[Position identification items]
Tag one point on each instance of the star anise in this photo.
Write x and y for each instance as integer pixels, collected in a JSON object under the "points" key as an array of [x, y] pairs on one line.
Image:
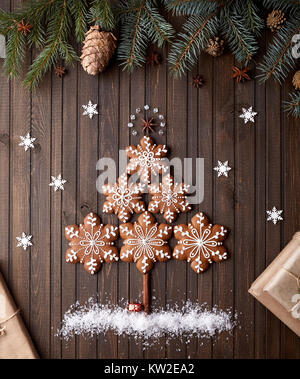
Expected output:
{"points": [[240, 74], [197, 81], [148, 125], [154, 58], [24, 27], [60, 71]]}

* **DO THIS**:
Update the items above by changing "integer pixels" to "whole-number pixel coordinates" and keeping every other word as it is. Leave the pictures out of your answer.

* **PROBLEM SOLUTION**:
Tag one point on each instance of the star anise in this photo.
Write x and y for each instance as whole-number pixel coordinates, collected in a JSON object under the "points" key as an array of [x, y] pairs on one line.
Image:
Expected output:
{"points": [[240, 74], [197, 81], [148, 125], [154, 58], [24, 27], [60, 71]]}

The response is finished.